> **RECORDS SHOWN**
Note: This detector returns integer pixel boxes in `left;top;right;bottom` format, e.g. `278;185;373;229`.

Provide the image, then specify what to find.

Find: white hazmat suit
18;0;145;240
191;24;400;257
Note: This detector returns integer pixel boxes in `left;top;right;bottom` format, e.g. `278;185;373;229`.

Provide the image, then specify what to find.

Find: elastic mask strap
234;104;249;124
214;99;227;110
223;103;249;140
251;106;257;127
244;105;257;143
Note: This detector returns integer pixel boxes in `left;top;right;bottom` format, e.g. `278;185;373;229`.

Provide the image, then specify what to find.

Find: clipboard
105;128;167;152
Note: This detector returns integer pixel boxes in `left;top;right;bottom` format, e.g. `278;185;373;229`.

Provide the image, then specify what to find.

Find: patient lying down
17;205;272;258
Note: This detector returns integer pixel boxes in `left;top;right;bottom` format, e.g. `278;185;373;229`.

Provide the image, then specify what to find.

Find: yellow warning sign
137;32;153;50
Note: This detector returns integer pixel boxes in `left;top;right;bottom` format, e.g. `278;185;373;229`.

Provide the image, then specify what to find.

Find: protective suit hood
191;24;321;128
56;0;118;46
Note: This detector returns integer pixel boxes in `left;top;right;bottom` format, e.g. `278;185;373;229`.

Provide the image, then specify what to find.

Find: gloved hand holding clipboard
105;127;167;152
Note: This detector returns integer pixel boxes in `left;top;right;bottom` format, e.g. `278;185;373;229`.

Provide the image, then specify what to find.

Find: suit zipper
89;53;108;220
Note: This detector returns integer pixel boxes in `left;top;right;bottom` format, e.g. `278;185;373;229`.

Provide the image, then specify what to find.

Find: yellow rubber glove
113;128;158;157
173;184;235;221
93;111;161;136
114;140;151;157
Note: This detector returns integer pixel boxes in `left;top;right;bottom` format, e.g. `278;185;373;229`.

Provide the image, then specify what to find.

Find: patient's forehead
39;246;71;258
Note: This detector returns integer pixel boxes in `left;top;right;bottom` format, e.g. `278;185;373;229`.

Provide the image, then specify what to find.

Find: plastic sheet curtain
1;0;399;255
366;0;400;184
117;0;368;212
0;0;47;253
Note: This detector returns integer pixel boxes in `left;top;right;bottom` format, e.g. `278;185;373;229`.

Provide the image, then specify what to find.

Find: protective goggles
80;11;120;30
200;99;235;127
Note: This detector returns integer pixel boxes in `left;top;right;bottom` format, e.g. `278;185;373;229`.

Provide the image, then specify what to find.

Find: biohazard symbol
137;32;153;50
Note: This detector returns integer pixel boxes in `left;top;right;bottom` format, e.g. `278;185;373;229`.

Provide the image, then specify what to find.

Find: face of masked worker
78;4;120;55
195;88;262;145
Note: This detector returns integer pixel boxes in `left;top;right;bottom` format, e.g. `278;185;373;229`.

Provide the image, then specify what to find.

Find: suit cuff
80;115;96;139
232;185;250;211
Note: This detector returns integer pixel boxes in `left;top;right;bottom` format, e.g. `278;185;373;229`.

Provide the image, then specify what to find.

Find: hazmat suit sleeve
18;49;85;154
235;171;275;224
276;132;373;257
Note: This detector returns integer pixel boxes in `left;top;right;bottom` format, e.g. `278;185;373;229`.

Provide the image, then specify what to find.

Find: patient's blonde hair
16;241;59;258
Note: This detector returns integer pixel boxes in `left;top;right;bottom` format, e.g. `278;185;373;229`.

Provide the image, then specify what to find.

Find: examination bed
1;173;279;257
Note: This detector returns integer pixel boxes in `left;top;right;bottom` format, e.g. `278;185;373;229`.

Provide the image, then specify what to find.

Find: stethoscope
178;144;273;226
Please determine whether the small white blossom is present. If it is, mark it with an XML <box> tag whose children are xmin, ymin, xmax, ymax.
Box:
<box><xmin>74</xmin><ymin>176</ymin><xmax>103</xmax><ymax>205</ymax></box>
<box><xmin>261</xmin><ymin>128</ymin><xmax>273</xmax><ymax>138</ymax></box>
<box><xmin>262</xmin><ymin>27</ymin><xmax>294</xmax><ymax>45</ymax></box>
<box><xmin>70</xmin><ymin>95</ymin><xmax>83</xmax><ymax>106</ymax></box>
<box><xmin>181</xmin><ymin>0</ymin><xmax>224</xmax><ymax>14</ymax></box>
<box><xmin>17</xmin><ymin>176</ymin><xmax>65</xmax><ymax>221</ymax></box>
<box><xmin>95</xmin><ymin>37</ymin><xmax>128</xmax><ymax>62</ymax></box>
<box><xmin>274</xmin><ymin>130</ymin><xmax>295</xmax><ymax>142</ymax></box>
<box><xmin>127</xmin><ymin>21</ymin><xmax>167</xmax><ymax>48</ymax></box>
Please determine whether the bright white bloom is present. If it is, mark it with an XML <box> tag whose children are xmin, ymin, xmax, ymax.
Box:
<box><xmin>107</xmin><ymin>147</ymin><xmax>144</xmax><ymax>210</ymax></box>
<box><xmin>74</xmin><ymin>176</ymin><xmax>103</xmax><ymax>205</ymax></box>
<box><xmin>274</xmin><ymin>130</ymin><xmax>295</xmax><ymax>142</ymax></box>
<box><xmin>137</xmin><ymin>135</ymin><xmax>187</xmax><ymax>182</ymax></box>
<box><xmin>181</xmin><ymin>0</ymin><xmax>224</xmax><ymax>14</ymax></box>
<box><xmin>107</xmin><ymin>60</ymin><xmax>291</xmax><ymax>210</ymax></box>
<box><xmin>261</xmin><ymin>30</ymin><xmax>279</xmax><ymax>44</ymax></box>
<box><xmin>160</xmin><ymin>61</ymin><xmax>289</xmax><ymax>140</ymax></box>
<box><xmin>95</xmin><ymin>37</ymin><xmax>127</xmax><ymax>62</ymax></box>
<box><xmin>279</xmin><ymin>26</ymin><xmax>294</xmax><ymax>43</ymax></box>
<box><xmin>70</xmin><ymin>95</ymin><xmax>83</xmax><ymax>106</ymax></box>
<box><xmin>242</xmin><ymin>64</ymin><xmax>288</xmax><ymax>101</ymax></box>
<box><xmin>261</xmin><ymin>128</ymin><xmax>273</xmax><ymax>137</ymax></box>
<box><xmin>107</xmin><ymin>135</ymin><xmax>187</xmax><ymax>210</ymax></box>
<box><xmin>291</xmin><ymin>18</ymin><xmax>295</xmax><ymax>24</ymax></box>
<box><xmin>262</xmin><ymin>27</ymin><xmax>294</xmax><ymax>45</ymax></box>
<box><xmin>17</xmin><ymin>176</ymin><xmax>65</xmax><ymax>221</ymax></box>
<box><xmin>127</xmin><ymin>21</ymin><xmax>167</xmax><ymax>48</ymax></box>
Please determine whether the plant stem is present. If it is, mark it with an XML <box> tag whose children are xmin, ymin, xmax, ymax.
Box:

> **YOUR OBJECTIVE**
The records above are to be printed out again exactly, without omission.

> **WRITTEN REPLY**
Note: This detector returns integer pixel boxes in `left;top;right;bottom` format, e.g. `278;185;373;229`.

Provide the image, then specify what to find.

Find: white hazmat suit
18;0;145;240
191;24;400;257
Note: This detector returns integer pixel boxes in `left;top;right;bottom` format, e.g. `278;185;373;229`.

Provide the image, then specify what to find.

Find: elastic mask strap
234;104;249;124
214;99;227;110
223;103;249;140
251;106;257;127
244;105;257;143
Note: This detector returns integer pixel boxes in `left;top;right;bottom` format, e.g. `278;185;373;229`.

Provide the image, then specify what to find.

Find: clipboard
105;128;167;152
Note: This detector returns integer pixel boxes in `left;top;right;bottom` format, e.g. `278;185;373;229`.

Provide the image, then specify what to find.

Find: patient lying down
17;205;272;258
Note: This detector returns integer pixel boxes in `left;top;right;bottom` format, e.g. `278;185;373;229`.

Provide the image, then specify what to find.

Find: yellow warning sign
137;32;153;50
Note: This detector returns integer pixel boxes in `left;top;right;bottom` format, e.g. `278;185;373;229`.

Provide the image, then specify what to find.

Find: protective suit hood
191;24;321;128
56;0;118;46
Note: This detector returns integer pixel boxes in `left;top;right;bottom` format, e.g. `278;185;373;229`.

Provide the image, then specify what to find.

Find: gloved hand holding clipboard
105;127;167;152
Note: This detector returns integer pixel boxes in `left;top;right;bottom` format, e.g. `278;185;373;229`.

Provide the image, then specify what to find.

Find: suit zipper
89;53;108;220
Note: This detector returns integer pixel boxes in `left;top;right;bottom` format, e.g. `278;185;373;229`.

Provide the image, then specify what to find.

Find: yellow rubber glove
113;128;158;157
173;184;235;221
93;111;161;136
114;140;151;157
Note: This detector returns integer pixel boxes in `left;top;right;bottom` format, e.g. `278;185;373;229`.

Provide the image, then specify what to find.

Find: patient's forehead
39;246;71;258
Note: This detector returns integer pixel boxes in `left;top;right;bottom` format, e.g. `278;185;373;229`.

Provide the image, then specify what to find.

Find: plastic sheet curtain
1;0;399;255
366;0;400;184
117;0;368;212
0;0;47;253
Note: This detector returns integer pixel boxes in `left;top;right;bottom` format, e.g. `278;185;373;229`.

Provide the image, then specify what to find.

Find: protective goggles
80;11;120;30
200;99;235;127
Note: This detector returns integer pixel boxes in `left;top;right;bottom` format, e.g. `278;185;373;229`.

Provide the image, then specify what to find.

Find: biohazard symbol
137;32;153;50
Note: This detector returns integer pixel boxes in `left;top;right;bottom` format, e.g. `278;185;373;229`.

Provide the image, then specify what to find.

Find: face of masked worker
78;4;120;55
195;88;262;145
Note: This detector returns integer pixel boxes in `left;top;right;bottom` format, e.g. `278;185;373;229`.

Provide the image, then specify what to find.

Find: suit cuff
80;115;96;139
232;185;250;211
Note: This detector returns integer pixel boxes in `left;top;right;bottom` format, e.g. `278;185;373;229`.

Provide the image, then specify what to find.

Find: hazmat suit sleeve
18;49;85;154
235;171;275;224
276;132;373;257
Note: This detector returns integer pixel boxes in `left;top;right;bottom` format, e.g. `278;185;373;229`.

Provide the image, then specify what to find.

Find: patient's blonde hair
16;241;59;258
Note: This detector returns integer pixel boxes in `left;top;right;bottom` format, e.g. `278;185;373;229`.

Provide the image, then specify what to find.

Find: examination bed
1;173;279;257
Note: This detector returns integer pixel boxes in `left;top;right;bottom` format, e.g. `278;185;373;229`.

Provide the image, then specify what to find.

Find: stethoscope
178;144;273;226
Please determine whether the small white blossom is present. If it is, mark it with an XML <box> tag whose children are xmin, ymin, xmax, ymax.
Box:
<box><xmin>74</xmin><ymin>176</ymin><xmax>103</xmax><ymax>205</ymax></box>
<box><xmin>261</xmin><ymin>128</ymin><xmax>273</xmax><ymax>138</ymax></box>
<box><xmin>262</xmin><ymin>27</ymin><xmax>294</xmax><ymax>45</ymax></box>
<box><xmin>70</xmin><ymin>95</ymin><xmax>83</xmax><ymax>106</ymax></box>
<box><xmin>181</xmin><ymin>0</ymin><xmax>224</xmax><ymax>14</ymax></box>
<box><xmin>17</xmin><ymin>176</ymin><xmax>65</xmax><ymax>221</ymax></box>
<box><xmin>95</xmin><ymin>37</ymin><xmax>128</xmax><ymax>62</ymax></box>
<box><xmin>274</xmin><ymin>130</ymin><xmax>295</xmax><ymax>142</ymax></box>
<box><xmin>127</xmin><ymin>21</ymin><xmax>167</xmax><ymax>48</ymax></box>
Please determine whether the bright white bloom is present. If it is, mark it with an XML <box> tag whose children are xmin, ymin, xmax, ymax.
Box:
<box><xmin>107</xmin><ymin>147</ymin><xmax>144</xmax><ymax>210</ymax></box>
<box><xmin>74</xmin><ymin>176</ymin><xmax>103</xmax><ymax>205</ymax></box>
<box><xmin>274</xmin><ymin>130</ymin><xmax>295</xmax><ymax>142</ymax></box>
<box><xmin>137</xmin><ymin>135</ymin><xmax>187</xmax><ymax>182</ymax></box>
<box><xmin>181</xmin><ymin>0</ymin><xmax>224</xmax><ymax>14</ymax></box>
<box><xmin>107</xmin><ymin>60</ymin><xmax>291</xmax><ymax>210</ymax></box>
<box><xmin>261</xmin><ymin>30</ymin><xmax>279</xmax><ymax>44</ymax></box>
<box><xmin>160</xmin><ymin>61</ymin><xmax>289</xmax><ymax>140</ymax></box>
<box><xmin>95</xmin><ymin>37</ymin><xmax>127</xmax><ymax>62</ymax></box>
<box><xmin>279</xmin><ymin>26</ymin><xmax>294</xmax><ymax>43</ymax></box>
<box><xmin>70</xmin><ymin>95</ymin><xmax>83</xmax><ymax>106</ymax></box>
<box><xmin>242</xmin><ymin>64</ymin><xmax>288</xmax><ymax>101</ymax></box>
<box><xmin>261</xmin><ymin>128</ymin><xmax>273</xmax><ymax>137</ymax></box>
<box><xmin>107</xmin><ymin>135</ymin><xmax>187</xmax><ymax>210</ymax></box>
<box><xmin>291</xmin><ymin>18</ymin><xmax>295</xmax><ymax>24</ymax></box>
<box><xmin>262</xmin><ymin>27</ymin><xmax>294</xmax><ymax>45</ymax></box>
<box><xmin>17</xmin><ymin>176</ymin><xmax>65</xmax><ymax>221</ymax></box>
<box><xmin>127</xmin><ymin>21</ymin><xmax>167</xmax><ymax>48</ymax></box>
Please determine whether the plant stem is present. If it is, mark it with an XML <box> tag whose children are xmin, ymin, xmax, ymax.
Box:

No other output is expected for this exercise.